■ Exercise aim:
Copy out, without any change, the lines of the entries below, starting at the line that contains "Where can the white window" and ending at the last line of the entries.

■ Dataset records:
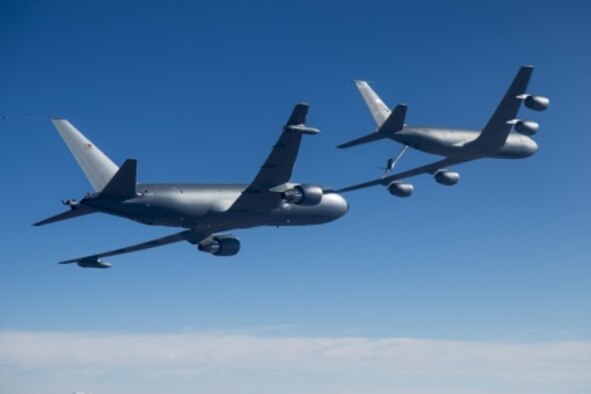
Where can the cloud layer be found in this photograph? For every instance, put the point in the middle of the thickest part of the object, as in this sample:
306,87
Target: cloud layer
57,363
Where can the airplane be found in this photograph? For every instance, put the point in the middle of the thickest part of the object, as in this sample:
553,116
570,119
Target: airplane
204,211
495,140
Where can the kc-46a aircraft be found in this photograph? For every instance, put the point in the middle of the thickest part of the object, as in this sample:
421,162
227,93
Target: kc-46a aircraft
204,211
457,146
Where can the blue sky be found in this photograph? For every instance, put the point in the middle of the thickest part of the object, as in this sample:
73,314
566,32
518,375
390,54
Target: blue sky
198,92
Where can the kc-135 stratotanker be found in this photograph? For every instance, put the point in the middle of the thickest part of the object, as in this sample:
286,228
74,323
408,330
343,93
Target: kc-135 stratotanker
496,140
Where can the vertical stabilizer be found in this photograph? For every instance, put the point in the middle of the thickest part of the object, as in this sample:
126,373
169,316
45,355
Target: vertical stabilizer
378,109
97,167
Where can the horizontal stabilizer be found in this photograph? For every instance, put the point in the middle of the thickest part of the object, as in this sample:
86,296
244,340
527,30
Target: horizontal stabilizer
363,140
123,183
80,210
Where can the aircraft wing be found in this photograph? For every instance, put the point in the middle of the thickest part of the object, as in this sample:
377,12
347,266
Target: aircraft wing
93,260
496,131
429,169
278,167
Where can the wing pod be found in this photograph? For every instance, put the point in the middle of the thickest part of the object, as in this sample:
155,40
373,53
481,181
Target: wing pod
90,262
445,177
526,127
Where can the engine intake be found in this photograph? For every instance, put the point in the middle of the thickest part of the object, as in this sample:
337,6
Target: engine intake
445,177
303,195
400,189
537,103
526,127
220,245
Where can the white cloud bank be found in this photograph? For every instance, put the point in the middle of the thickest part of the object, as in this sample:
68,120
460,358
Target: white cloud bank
57,363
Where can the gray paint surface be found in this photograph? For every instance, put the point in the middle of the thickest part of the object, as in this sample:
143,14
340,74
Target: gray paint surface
203,211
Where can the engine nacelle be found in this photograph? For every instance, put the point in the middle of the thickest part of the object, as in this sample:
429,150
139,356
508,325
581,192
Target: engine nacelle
400,189
537,103
220,245
526,127
303,195
445,177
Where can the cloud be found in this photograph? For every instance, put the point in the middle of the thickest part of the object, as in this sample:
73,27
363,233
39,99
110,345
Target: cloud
225,363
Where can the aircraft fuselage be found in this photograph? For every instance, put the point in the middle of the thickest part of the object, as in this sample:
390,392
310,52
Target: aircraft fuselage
456,143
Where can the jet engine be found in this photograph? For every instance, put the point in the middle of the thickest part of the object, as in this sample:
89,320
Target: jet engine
526,127
220,245
303,195
400,189
445,177
537,103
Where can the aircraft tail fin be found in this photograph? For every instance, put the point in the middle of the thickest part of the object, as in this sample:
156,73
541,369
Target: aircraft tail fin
123,184
393,123
378,109
97,167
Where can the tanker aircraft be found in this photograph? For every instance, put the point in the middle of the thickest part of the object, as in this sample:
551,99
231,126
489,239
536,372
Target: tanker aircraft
457,146
204,211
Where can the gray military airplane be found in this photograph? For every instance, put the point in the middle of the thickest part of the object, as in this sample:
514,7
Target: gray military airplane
457,146
204,211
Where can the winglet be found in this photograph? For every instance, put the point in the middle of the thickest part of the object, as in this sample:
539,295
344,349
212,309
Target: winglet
297,120
123,183
395,121
298,115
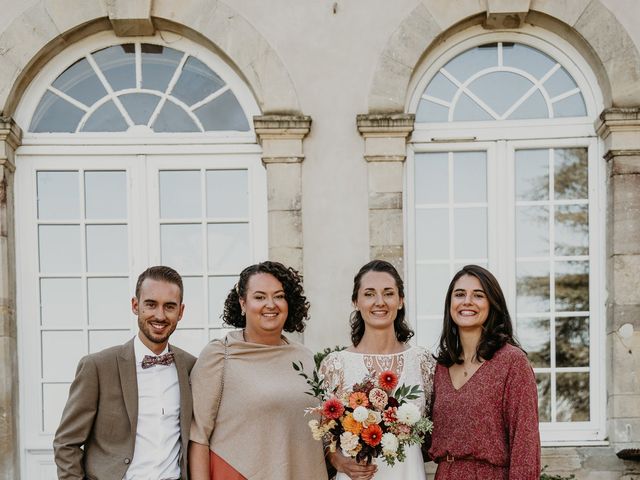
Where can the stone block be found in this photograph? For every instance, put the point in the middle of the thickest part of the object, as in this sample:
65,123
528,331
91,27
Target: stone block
446,16
624,289
624,373
381,201
413,36
566,12
285,229
68,14
284,186
385,227
385,177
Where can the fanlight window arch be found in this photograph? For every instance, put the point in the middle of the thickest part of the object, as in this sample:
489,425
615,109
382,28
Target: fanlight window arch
501,81
138,87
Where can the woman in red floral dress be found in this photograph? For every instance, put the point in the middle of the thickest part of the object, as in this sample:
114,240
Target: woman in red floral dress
485,411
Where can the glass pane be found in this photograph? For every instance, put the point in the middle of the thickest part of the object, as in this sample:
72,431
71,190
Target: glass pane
107,248
572,397
500,90
470,232
431,178
572,106
55,115
80,82
469,177
441,87
61,351
140,106
101,339
107,118
106,195
532,287
219,288
58,196
59,248
118,65
109,302
194,302
543,381
223,113
560,82
533,107
180,195
571,173
526,58
431,112
181,247
54,398
572,230
532,174
60,302
229,247
431,284
173,119
532,231
468,109
472,61
572,286
432,233
196,82
534,336
572,342
227,193
191,340
158,66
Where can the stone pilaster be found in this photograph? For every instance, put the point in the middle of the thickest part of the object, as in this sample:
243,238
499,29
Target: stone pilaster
281,139
620,130
10,138
385,150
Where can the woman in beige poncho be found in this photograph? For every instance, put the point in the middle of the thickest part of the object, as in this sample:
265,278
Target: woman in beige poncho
248,410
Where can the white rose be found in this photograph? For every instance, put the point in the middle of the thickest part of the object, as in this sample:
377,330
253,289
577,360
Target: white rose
408,413
389,443
360,414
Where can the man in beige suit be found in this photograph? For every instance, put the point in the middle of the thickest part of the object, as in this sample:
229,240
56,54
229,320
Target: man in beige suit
129,409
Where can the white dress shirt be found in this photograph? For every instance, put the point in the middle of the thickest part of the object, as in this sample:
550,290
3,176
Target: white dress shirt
157,450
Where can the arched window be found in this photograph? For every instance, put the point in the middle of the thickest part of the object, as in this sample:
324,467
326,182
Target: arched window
504,173
137,153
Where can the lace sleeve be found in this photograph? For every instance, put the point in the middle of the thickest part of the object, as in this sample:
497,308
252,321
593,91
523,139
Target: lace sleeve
428,370
332,372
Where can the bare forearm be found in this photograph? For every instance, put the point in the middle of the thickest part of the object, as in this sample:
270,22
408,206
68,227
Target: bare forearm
198,461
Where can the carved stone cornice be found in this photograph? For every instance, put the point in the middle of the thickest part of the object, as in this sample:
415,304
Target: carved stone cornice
281,137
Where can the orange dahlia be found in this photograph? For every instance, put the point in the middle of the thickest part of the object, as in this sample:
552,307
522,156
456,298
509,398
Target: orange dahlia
350,424
358,399
388,380
372,435
332,408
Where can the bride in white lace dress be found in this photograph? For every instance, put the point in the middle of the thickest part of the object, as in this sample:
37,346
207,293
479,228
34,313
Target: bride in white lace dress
379,334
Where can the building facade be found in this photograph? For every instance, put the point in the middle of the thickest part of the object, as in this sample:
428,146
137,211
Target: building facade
208,135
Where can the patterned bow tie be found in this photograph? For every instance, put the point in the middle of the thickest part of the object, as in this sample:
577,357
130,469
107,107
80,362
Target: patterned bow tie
151,360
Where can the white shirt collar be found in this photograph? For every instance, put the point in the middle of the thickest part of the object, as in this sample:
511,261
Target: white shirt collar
141,349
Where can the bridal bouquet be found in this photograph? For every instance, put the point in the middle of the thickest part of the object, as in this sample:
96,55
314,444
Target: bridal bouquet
373,419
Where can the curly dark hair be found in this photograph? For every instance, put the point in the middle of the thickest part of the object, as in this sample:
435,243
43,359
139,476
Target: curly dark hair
496,331
403,332
291,282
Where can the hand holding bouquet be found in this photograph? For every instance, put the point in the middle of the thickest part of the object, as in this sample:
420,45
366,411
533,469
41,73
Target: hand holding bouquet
373,419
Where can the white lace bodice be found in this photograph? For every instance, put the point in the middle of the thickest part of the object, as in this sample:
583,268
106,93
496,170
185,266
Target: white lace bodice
414,366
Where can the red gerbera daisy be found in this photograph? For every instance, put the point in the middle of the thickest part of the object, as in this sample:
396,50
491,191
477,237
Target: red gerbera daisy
372,435
332,408
388,380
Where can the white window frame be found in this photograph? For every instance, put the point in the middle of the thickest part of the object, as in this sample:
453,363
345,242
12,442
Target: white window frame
500,139
140,153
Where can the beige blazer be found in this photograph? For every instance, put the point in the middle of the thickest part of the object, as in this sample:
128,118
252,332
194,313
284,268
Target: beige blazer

■ Result of the task:
Where can the white window frame be found in this photograph? For every instance, put the point in the middle of the thickest part of the object, as in this sample:
453,363
345,242
12,442
Target: white window frame
500,139
140,153
Where can the beige blazer be found in this photograph? For every instance, put the point in the middle of the thickest part of the object, as in this sample:
128,118
252,332
194,313
284,268
Target: beige blazer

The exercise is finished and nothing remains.